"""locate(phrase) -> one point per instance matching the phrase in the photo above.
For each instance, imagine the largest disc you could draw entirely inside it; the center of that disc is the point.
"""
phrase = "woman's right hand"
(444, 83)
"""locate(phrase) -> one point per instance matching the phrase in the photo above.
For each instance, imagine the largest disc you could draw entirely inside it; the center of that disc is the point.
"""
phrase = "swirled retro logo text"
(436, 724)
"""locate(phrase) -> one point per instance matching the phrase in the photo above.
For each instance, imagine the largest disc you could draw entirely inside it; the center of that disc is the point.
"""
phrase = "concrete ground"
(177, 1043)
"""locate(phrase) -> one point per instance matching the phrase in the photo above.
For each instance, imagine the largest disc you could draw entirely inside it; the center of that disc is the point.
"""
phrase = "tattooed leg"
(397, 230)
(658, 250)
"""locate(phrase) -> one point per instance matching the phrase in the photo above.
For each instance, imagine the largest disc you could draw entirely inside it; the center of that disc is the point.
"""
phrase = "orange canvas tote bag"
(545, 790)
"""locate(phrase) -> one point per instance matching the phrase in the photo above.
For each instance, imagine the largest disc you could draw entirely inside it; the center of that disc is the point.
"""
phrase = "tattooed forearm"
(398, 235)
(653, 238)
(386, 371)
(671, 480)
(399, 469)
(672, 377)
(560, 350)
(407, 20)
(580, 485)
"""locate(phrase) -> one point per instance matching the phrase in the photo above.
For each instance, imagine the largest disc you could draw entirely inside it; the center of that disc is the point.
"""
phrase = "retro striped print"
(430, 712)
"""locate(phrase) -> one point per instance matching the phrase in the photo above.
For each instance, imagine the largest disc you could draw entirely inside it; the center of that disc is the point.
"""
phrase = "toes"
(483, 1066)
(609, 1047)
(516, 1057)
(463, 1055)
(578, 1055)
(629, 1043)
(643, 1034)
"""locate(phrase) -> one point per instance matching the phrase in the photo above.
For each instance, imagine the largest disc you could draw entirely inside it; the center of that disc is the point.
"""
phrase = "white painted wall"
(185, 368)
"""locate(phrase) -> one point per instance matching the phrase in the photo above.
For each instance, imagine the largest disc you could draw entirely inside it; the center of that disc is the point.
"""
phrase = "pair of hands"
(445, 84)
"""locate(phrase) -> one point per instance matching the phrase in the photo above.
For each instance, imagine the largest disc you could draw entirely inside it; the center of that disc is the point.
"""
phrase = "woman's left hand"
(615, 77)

▶ Given exercise: Return every line above that contains the string "woman", copying each one in full.

▶ The solution:
phrase = "woman's right hand"
phrase = "woman's left hand"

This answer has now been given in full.